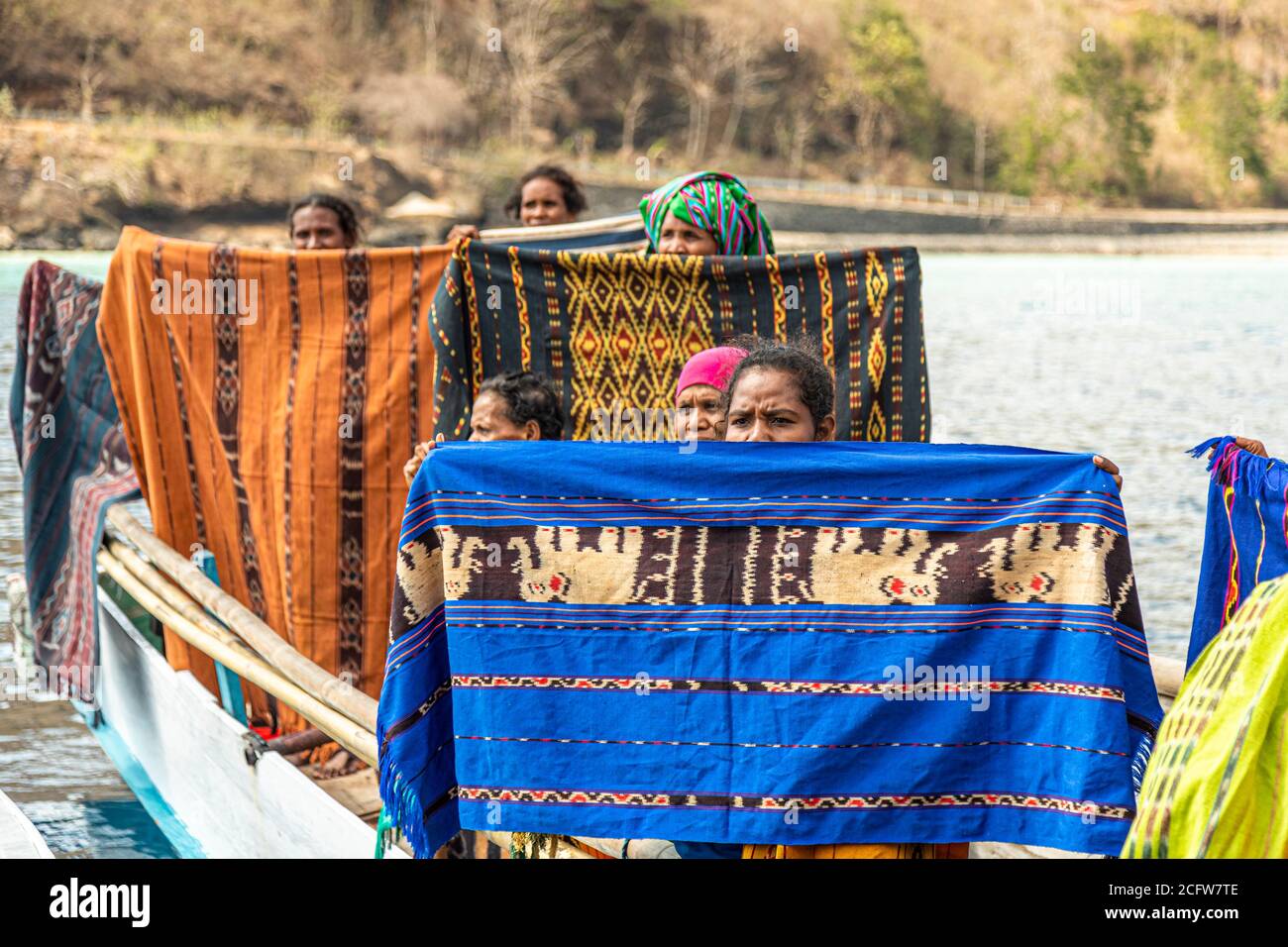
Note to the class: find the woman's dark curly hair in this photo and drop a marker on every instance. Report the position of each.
(799, 357)
(528, 397)
(575, 198)
(344, 213)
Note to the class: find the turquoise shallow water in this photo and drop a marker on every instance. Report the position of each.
(1133, 357)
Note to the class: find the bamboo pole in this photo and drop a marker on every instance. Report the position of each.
(245, 624)
(236, 656)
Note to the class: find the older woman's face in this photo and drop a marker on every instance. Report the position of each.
(317, 228)
(541, 202)
(682, 237)
(767, 406)
(699, 414)
(489, 420)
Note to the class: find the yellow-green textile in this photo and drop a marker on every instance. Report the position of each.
(1218, 784)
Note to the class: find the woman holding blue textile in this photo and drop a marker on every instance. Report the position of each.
(704, 214)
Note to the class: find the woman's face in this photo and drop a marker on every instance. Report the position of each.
(317, 228)
(767, 406)
(489, 420)
(699, 414)
(682, 237)
(541, 202)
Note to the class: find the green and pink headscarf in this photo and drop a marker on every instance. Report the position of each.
(716, 202)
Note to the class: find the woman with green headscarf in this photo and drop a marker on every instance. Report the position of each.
(704, 214)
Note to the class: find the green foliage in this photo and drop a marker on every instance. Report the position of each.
(1220, 108)
(881, 84)
(876, 85)
(1116, 110)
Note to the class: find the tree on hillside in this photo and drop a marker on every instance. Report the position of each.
(541, 42)
(881, 84)
(1115, 107)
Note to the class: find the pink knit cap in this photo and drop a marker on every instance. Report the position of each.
(709, 368)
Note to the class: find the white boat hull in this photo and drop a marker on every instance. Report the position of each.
(194, 755)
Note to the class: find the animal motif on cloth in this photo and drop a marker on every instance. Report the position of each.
(557, 567)
(622, 655)
(1035, 565)
(421, 581)
(905, 569)
(617, 329)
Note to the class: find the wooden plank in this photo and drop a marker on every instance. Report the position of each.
(359, 792)
(194, 755)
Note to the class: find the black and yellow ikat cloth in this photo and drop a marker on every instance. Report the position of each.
(614, 329)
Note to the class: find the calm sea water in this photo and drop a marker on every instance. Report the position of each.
(1133, 357)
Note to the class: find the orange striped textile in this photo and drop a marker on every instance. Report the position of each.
(269, 401)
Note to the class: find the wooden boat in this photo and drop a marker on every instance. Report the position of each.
(18, 838)
(211, 785)
(206, 780)
(214, 787)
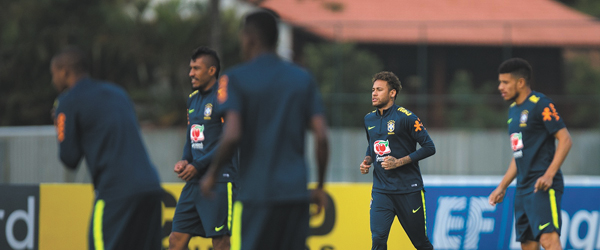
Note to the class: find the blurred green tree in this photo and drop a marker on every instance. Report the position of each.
(583, 78)
(471, 107)
(343, 72)
(141, 47)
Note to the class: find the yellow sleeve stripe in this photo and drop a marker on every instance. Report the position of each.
(236, 231)
(424, 211)
(97, 230)
(229, 204)
(553, 207)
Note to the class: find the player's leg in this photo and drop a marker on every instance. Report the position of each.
(382, 215)
(412, 215)
(530, 245)
(127, 222)
(216, 215)
(179, 241)
(550, 241)
(186, 221)
(96, 231)
(544, 213)
(522, 224)
(221, 242)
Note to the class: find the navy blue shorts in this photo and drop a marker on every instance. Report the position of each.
(270, 226)
(207, 217)
(410, 210)
(536, 214)
(130, 222)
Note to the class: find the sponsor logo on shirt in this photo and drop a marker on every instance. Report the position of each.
(222, 92)
(197, 136)
(207, 111)
(516, 141)
(381, 147)
(418, 125)
(523, 119)
(391, 127)
(549, 113)
(197, 133)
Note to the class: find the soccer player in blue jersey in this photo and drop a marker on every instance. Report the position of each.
(270, 105)
(393, 133)
(533, 125)
(96, 120)
(196, 215)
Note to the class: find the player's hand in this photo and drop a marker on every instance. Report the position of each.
(497, 196)
(207, 183)
(543, 183)
(179, 166)
(188, 172)
(319, 197)
(365, 165)
(389, 162)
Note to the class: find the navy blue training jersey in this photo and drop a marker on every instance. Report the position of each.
(205, 125)
(396, 133)
(531, 127)
(96, 120)
(276, 101)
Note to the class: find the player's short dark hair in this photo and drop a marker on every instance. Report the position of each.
(517, 67)
(390, 78)
(264, 23)
(72, 58)
(210, 54)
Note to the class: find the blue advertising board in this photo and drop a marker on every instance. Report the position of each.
(463, 219)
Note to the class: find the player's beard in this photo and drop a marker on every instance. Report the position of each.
(200, 86)
(383, 102)
(514, 98)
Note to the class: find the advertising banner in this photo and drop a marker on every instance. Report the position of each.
(56, 216)
(463, 218)
(19, 206)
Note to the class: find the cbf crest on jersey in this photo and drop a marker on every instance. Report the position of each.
(207, 111)
(391, 127)
(382, 147)
(197, 136)
(516, 141)
(197, 133)
(523, 119)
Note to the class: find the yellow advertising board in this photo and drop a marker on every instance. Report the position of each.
(65, 211)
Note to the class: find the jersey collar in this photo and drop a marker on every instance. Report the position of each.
(386, 112)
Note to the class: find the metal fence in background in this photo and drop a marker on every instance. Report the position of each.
(29, 154)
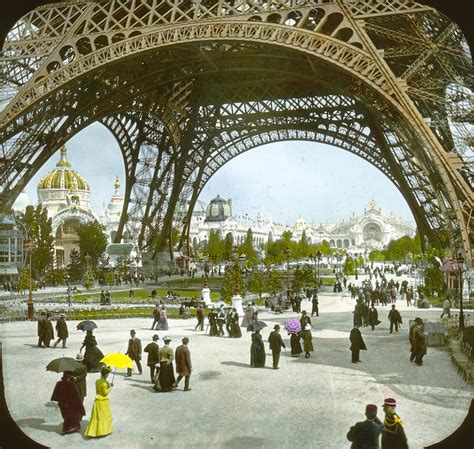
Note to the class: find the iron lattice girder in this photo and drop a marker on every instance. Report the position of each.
(89, 36)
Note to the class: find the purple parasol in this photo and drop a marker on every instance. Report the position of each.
(293, 326)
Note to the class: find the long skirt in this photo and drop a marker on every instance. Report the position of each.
(72, 418)
(236, 332)
(296, 348)
(101, 418)
(257, 356)
(162, 324)
(213, 329)
(166, 377)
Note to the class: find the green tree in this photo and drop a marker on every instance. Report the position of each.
(74, 268)
(214, 247)
(233, 282)
(303, 248)
(23, 279)
(39, 228)
(256, 282)
(349, 266)
(228, 247)
(247, 248)
(89, 278)
(92, 241)
(110, 278)
(273, 281)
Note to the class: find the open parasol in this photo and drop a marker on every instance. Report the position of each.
(117, 360)
(293, 326)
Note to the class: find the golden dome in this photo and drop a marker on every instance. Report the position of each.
(63, 178)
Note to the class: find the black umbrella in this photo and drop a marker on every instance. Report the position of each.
(256, 326)
(86, 326)
(63, 364)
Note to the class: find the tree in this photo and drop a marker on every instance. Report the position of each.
(256, 282)
(40, 230)
(89, 278)
(109, 278)
(233, 283)
(273, 281)
(214, 247)
(92, 241)
(74, 267)
(247, 248)
(23, 280)
(228, 247)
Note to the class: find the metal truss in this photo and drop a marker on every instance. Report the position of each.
(185, 86)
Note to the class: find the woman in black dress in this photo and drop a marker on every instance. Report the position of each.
(257, 351)
(93, 354)
(296, 348)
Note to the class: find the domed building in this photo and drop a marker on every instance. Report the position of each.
(65, 194)
(112, 213)
(218, 210)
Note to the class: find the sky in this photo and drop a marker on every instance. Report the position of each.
(289, 180)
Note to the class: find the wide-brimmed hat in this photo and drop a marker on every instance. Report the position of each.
(390, 402)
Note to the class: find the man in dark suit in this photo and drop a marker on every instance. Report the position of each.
(365, 434)
(357, 343)
(305, 319)
(276, 343)
(134, 351)
(79, 377)
(395, 318)
(153, 351)
(183, 364)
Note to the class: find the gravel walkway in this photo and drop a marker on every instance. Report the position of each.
(306, 403)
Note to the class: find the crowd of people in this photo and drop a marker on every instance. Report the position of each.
(167, 367)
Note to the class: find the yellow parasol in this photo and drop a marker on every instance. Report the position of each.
(117, 360)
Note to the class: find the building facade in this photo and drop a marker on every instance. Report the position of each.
(373, 229)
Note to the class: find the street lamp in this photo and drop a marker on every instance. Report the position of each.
(29, 246)
(460, 261)
(287, 253)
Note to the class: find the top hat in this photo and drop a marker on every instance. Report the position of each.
(389, 402)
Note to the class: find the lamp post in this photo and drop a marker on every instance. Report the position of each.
(287, 253)
(29, 246)
(460, 261)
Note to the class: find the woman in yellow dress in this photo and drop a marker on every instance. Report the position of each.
(101, 418)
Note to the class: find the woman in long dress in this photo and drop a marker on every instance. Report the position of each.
(296, 348)
(236, 332)
(248, 317)
(307, 340)
(163, 321)
(67, 396)
(166, 379)
(93, 354)
(100, 423)
(257, 351)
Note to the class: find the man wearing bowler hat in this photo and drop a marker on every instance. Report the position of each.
(276, 343)
(134, 351)
(393, 436)
(365, 434)
(153, 351)
(183, 364)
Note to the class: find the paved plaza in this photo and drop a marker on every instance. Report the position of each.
(306, 403)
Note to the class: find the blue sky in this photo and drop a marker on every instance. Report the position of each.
(289, 180)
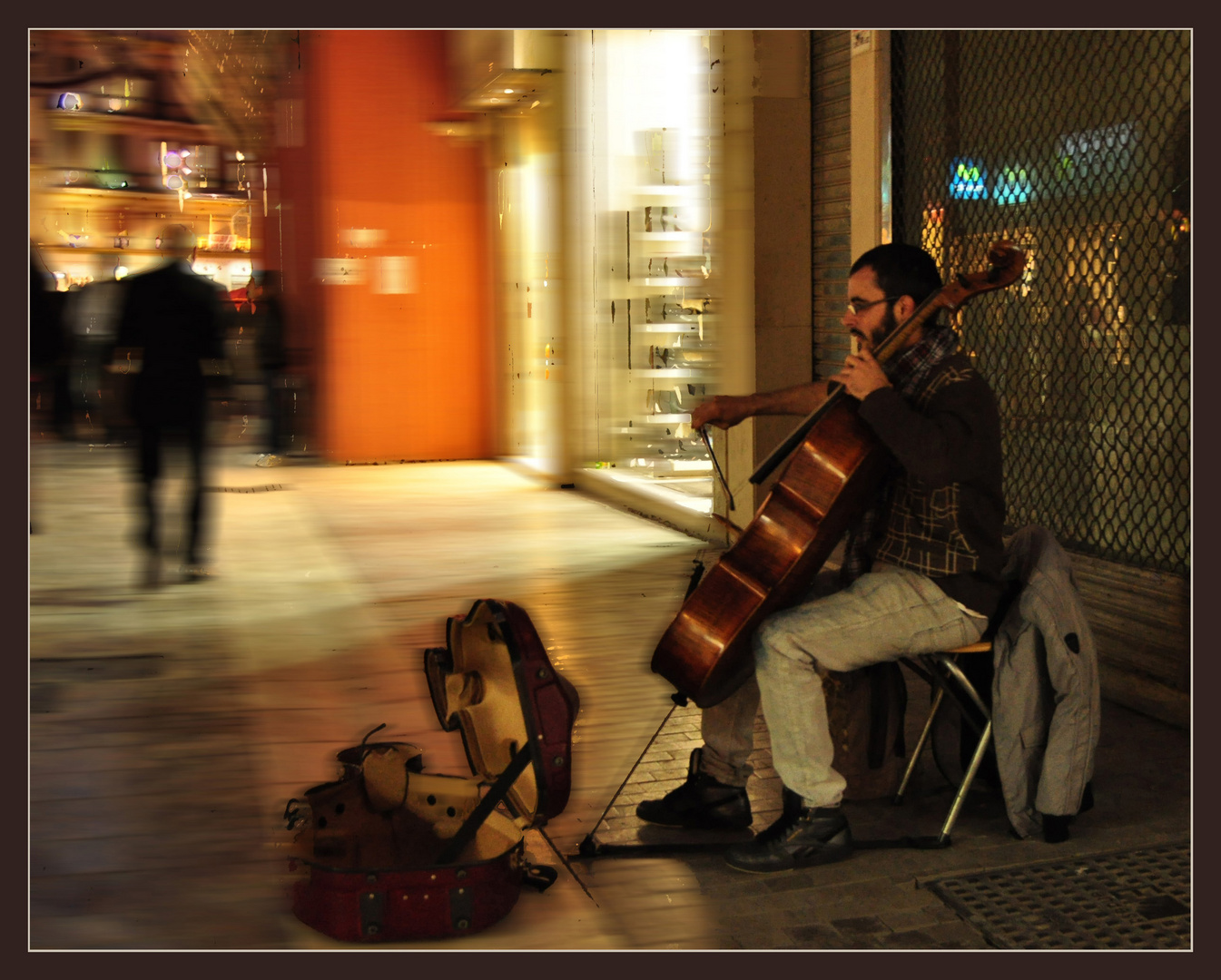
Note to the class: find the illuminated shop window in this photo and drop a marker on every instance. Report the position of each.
(969, 180)
(1094, 159)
****
| What you should do |
With the pictures left out, please output each line from the one containing "Note to the class: find the woman in long" through the end of the entries, exactly as it is.

| Response to this exercise |
Note to the class: find the woman in long dress in this photo and drop a marker on every instance. Report the position of each.
(296, 348)
(236, 332)
(248, 317)
(307, 340)
(163, 321)
(67, 396)
(166, 379)
(93, 354)
(100, 423)
(257, 351)
Note to the class: find the man wearing bowler hat in this photo and drop a marker on every instance. Report the position of each.
(276, 343)
(134, 351)
(393, 436)
(365, 434)
(153, 351)
(183, 364)
Note to the class: find the paved plaza in this photo and drop a marker on every instance. Report the position of each.
(306, 403)
Note to the class: find the blue sky in this photo and drop a marker on every instance. Report the position of each.
(289, 180)
Note to the class: find the illuminated shop window in this photo and drop a marker on every instance. Report the position of each.
(969, 180)
(1094, 159)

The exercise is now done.